-- Begin EXCERPT --

Re: Timeout error in fetching million rows as results using clustering keys

Mehak Mehta Wed, 18 Mar 2015 03:13:07 -0700

ya I have cluster total 10 nodes but I am just testing with one node
currently.
Total data for all nodes will exceed 5 billion rows. But I may have memory
on other nodes.


On Wed, Mar 18, 2015 at 6:06 AM, Ali Akhtar <ali.rac...@gmail.com> wrote:

> 4g also seems small for the kind of load you are trying to handle
> (billions of rows) etc.
>
> I would also try adding more nodes to the cluster.
>
> On Wed, Mar 18, 2015 at 2:53 PM, Ali Akhtar <ali.rac...@gmail.com> wrote:
>
>> Yeah, it may be that the process is being limited by swap. This page:
>>
>>
>> https://gist.github.com/aliakhtar/3649e412787034156cbb#file-cassandra-install-sh-L42
>>
>> Lines 42 - 48 list a few settings that you could try out for increasing /
>> reducing the memory limits (assuming you're on linux).
>>
>> Also, are you using an SSD? If so make sure the IO scheduler is noop or
>> deadline .
>>
>> On Wed, Mar 18, 2015 at 2:48 PM, Mehak Mehta <meme...@cs.stonybrook.edu>
>> wrote:
>>
>>> Currently Cassandra java process is taking 1% of cpu (total 8% is being
>>> used) and 14.3% memory (out of total 4G memory).

-- End EXCERPT --
-- Begin EXCERPTED RECORDS --

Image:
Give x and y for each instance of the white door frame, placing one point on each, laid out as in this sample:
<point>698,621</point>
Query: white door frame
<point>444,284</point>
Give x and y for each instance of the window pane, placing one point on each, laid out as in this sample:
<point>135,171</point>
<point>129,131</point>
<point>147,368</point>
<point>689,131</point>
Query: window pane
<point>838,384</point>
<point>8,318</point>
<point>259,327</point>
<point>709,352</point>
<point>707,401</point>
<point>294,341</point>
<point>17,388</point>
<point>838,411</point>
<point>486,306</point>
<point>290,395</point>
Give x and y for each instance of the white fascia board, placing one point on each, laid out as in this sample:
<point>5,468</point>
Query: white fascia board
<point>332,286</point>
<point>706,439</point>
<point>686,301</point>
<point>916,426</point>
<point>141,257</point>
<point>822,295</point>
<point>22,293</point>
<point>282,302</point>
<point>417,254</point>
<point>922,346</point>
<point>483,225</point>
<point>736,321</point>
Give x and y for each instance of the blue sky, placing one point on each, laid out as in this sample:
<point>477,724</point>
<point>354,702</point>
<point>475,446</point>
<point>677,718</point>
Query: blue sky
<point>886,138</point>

-- End EXCERPTED RECORDS --

▶ **TASKS AND EXERCISES**
1. Answer these questions about the thread on timeout errors:
(a) How many nodes does the cluster have in total, and how many is Mehak Mehta currently testing with?
(b) Which lines of the linked page list settings for increasing or reducing memory limits?
(c) What share of memory is the Cassandra java process taking, and out of what total?
2. Continue the thread on timeout errors from where it stops.

▶ **RESULTS IN ORDER**
1.
(a) The cluster has 10 nodes in total, and Mehak Mehta is testing with one node.
(b) Lines 42 to 48.
(c) It takes 14.3% of the memory, out of a total of 4G.

2.
>>> As you can see there is not much load from other processes.
>>>
>>> Should I try changing default parameters of memory in Cassandra settings.
>>>
>>> On Wed, Mar 18, 2015 at 5:33 AM, Ali Akhtar <ali.rac...@gmail.com>
>>> wrote:
>>>
>>>> What's your memory / CPU usage at? And how much ram + cpu do you have
>>>> on this server?
>>>>
>>>>
>>>>
>>>> On Wed, Mar 18, 2015 at 2:31 PM, Mehak Mehta <meme...@cs.stonybrook.edu
>>>> > wrote:
>>>>
>>>>> Currently there is only single node which I am calling directly with
>>>>> around 150000 rows. Full data will be in around billions per node.
>>>>> The code is working only for size 100/200. Also the consecutive
>>>>> fetching is taking around 5-10 secs.
>>>>>
>>>>> I have a parallel script which is inserting the data while I am
>>>>> reading it. When I stopped the script it worked for 500/1000 but not more
>>>>> than that.
>>>>>
>>>>>
>>>>>
>>>>> On Wed, Mar 18, 2015 at 5:08 AM, Ali Akhtar <ali.rac...@gmail.com>
>>>>> wrote:
>>>>>
>>>>>>  If even 500-1000 isn't working, then your cassandra node might not
>>>>>> be up.
>>>>>>
>>>>>> 1) Try running nodetool status from shell on your cassandra server,
>>>>>> make sure the nodes are up.
>>>>>>
>>>>>> 2) Are you calling this on the same server where cassandra is
>>>>>> running? Its trying to connect to localhost . If you're running it on a
>>>>>> different server, try passing in the direct ip of your cassandra server.
>>>>>>
>>>>>> On Wed, Mar 18, 2015 at 2:05 PM, Mehak Mehta <
>>>>>> meme...@cs.stonybrook.edu> wrote:
>>>>>>
>>>>>>> Data won't change much but queries will be different.
>>>>>>> I am not working on the rendering tool myself so I don't know much
>>>>>>> details about it.
>>>>>>>
>>>>>>> Also as suggested by you I tried to fetch data in size of 500 or
>>>>>>> 1000 with java driver auto pagination.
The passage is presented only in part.